Dataset entries:

—————

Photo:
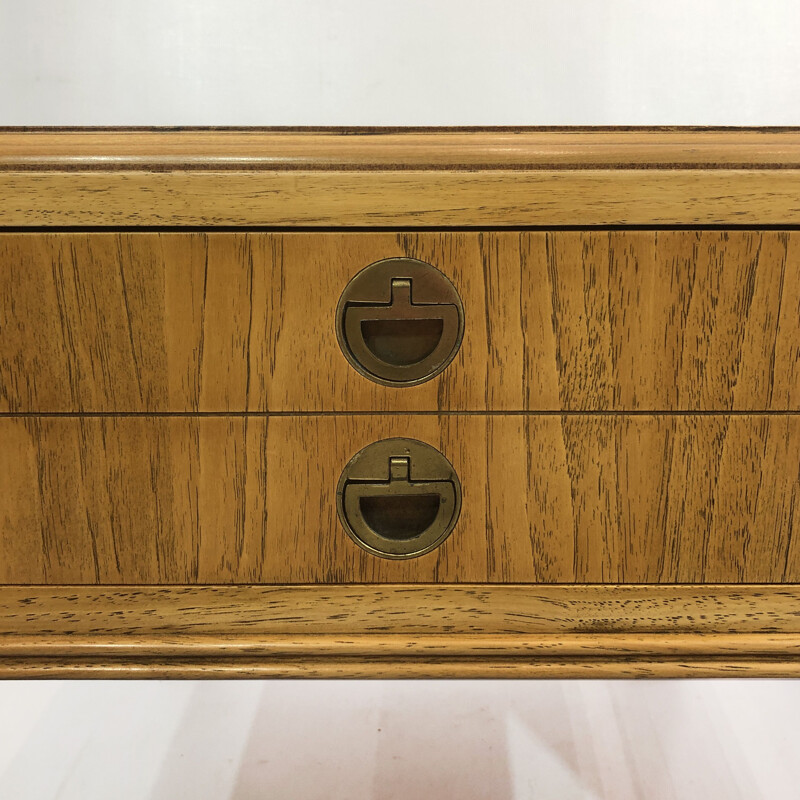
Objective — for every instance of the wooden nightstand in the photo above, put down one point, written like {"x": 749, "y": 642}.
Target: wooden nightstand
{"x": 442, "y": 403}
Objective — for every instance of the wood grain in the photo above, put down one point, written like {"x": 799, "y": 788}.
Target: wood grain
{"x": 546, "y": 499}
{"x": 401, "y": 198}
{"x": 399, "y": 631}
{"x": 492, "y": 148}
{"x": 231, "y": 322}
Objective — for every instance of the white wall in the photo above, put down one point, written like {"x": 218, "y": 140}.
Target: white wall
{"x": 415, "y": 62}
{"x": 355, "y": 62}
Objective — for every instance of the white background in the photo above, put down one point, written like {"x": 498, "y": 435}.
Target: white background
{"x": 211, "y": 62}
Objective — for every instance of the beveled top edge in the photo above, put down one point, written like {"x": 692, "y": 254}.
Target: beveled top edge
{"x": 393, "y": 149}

—————

▶ _WORK INSTRUCTION_
Give back exactly the lines running from the line that has "Target: white background" to the end of the entries above.

▶ _RESPONSE FOR THIS EXERCISE_
Target: white background
{"x": 211, "y": 62}
Objective — for every instance of the beveled top edge in the photo above, put down one point, written like {"x": 692, "y": 254}.
Target: beveled top edge
{"x": 393, "y": 149}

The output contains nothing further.